**O que fazer**
Por favor, diga se cada afirmação abaixo está de acordo com o trecho sobre a apresentação de capoeira: (a) a apresentação no Clube União Recreativo aconteceu em 21 de fevereiro de 1970; (b) Celso Bersi era conhecido pelo apelido "Lobão"; (c) a renda dos ingressos garantiu o natal dos albergados. Responda sim ou não a cada uma e cite as palavras do trecho que decidem a resposta.

**Trecho selecionado**
::::::::

Antes, cogitou de fazer uma pequena demonstração para o público, todavia concluiu que apenas com o Jorginho e mais dois ou três alunos, não poderiam tocar berimbau, atabaque, pandeiro e, ao mesmo tempo, realizar o canto, o coro e o jogo com a grandeza do que foi prometido. Os ingressos adquiridos valeriam para uma nova data a ser marcada, pois a renda garantiu o natal dos albergados. Ocorre que, numa das rodas de sábado, Jorge jogava com o saudoso mestre Paulo Limão, na academia, quando surgiu um jovem capoeirista de São Paulo. Era o Celso Bersi, conhecido pelo apelido “Bujão”, que entrou na roda também. Dias depois lhe apresentou seu mestre Reinaldo Ramos Suassuna que, com sua primeira turma de alunos, já vinha dando bons espetáculos, inclusive na cidade de Olímpia.
Suassuna, por ter grande talento e personalidade carismática, foi quem conseguiu os melhores resultados, no ensino da Capoeira em São Paulo, entre outros pioneiros. Sua liderança no meio da Capoeira foi muito importante para que ela se tornasse conhecida, não só em São Paulo, como também no Brasil e exterior. Ele combinou com o Jorge de trazer seus alunos para a apresentação que foi adiada.
Na noite de sábado, 21 de fevereiro, de 1970, Suassuna e sua primeira turma de alunos, com Esdras Filho, Lobão, Anande das Areias, Celso Bersi, Freguesia, Bentinho, Eli, Terval, entre outros, e ainda seus amigos, mestres Paulo Limão, Silvestre e Joel, juntos com Jorge Melchiades, Jorginho e alunos, se apresentaram no Clube União Recreativo completamente lotado pelo público ávido de conhecer a folclórica dança usada para luta. Sorocaba viu, então, um inédito, espetacular e inesquecível “Show de Capoeira”. A vibração foi geral e o Jorge cumpriu sua promessa. Celso Bersi se tornou grande amigo do Jorge e, juntos, se uniram ao Suassuna para participarem no programa da Xênia, na antiga TV Bandeirantes, entre outros eventos.

::::::::

**Dados armazenados**
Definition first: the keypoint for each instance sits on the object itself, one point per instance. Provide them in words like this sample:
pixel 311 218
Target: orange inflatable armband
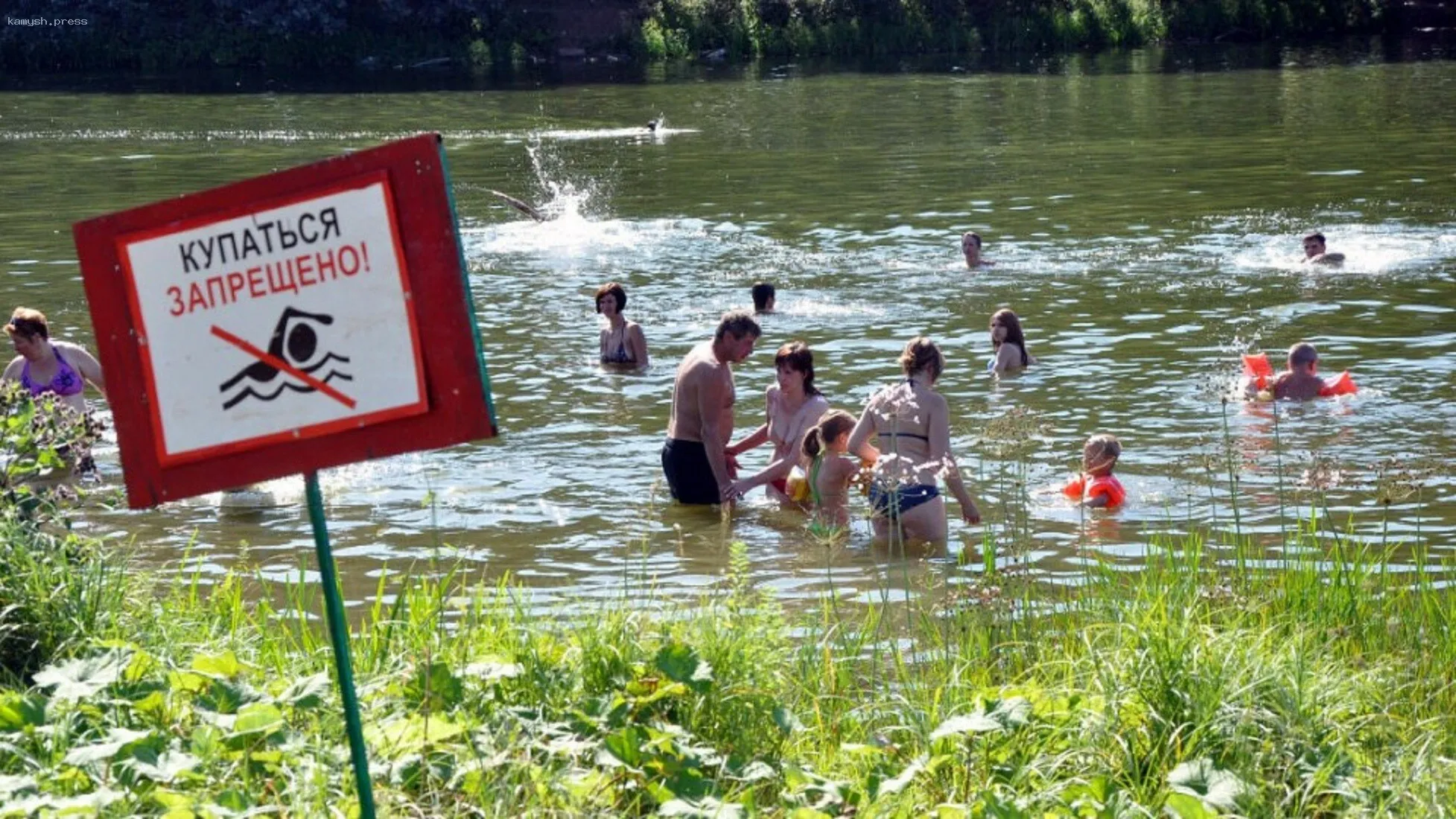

::::::::

**Área de resposta**
(a) Sim: "Na noite de sábado, 21 de fevereiro, de 1970".
(b) Não: "conhecido pelo apelido “Bujão”".
(c) Sim: "pois a renda garantiu o natal dos albergados".